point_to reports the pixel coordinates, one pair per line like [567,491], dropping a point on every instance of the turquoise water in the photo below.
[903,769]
--
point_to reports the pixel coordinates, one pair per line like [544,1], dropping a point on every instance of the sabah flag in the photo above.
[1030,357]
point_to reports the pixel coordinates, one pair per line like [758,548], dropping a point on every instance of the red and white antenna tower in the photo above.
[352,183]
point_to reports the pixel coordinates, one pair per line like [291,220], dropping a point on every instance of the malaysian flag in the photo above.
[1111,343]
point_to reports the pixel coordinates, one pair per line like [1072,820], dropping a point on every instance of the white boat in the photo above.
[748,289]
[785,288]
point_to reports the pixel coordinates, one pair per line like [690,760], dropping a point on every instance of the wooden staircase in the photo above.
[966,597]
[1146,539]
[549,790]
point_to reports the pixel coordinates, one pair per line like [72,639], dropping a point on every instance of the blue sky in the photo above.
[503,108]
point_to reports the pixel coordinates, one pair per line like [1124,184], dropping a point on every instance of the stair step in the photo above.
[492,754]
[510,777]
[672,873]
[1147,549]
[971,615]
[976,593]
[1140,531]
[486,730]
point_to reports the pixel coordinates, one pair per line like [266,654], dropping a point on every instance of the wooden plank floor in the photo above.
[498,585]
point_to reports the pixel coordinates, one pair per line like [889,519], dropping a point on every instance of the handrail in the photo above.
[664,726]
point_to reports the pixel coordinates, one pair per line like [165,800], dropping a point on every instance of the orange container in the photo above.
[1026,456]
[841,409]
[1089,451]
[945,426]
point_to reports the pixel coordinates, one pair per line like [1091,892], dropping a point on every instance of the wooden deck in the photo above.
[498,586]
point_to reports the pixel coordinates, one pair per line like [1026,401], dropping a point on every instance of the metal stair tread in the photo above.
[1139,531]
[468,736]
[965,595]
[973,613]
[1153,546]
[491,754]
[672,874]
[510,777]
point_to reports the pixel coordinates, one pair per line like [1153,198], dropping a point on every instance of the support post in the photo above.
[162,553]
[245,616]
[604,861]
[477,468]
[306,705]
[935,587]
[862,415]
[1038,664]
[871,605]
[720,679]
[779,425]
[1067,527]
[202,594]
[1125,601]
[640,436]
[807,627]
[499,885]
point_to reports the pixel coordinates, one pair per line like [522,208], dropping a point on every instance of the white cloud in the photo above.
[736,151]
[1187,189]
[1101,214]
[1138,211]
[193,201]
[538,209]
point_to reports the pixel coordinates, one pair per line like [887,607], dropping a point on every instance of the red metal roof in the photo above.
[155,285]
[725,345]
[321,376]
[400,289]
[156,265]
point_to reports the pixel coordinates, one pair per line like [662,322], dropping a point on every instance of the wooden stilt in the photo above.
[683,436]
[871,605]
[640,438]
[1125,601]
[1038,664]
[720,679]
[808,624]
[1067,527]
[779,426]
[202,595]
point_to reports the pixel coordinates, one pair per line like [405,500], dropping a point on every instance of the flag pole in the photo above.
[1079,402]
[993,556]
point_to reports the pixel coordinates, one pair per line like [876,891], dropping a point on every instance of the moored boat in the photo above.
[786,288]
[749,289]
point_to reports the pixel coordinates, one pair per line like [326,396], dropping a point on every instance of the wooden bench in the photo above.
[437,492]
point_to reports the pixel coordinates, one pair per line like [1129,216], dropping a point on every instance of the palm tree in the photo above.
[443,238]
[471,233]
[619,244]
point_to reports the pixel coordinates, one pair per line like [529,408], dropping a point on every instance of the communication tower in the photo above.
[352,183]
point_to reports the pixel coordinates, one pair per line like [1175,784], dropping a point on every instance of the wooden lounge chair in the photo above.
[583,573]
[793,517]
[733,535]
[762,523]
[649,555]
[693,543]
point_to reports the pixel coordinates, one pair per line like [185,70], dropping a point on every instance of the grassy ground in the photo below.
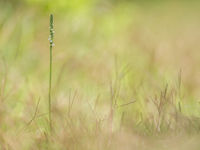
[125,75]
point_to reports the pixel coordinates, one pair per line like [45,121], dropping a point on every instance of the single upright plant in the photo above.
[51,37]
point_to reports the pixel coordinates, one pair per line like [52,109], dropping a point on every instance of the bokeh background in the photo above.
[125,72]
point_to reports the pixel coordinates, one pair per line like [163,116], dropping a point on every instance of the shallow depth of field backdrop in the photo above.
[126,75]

▶ **TASK DIRECTIONS**
Pull out every line of the listing above that contains the word "boat", treating uppercase and lowercase as different.

▶ **ANSWER FOR THIS EXERCISE**
point_to reports the pixel coordinates, one pair per line like [1072,820], dropping a point on every instance of the white boat in the photo above.
point_to reports the pixel coordinates, one pair per line like [876,891], dropping a point on every instance of the moored boat in the photo above.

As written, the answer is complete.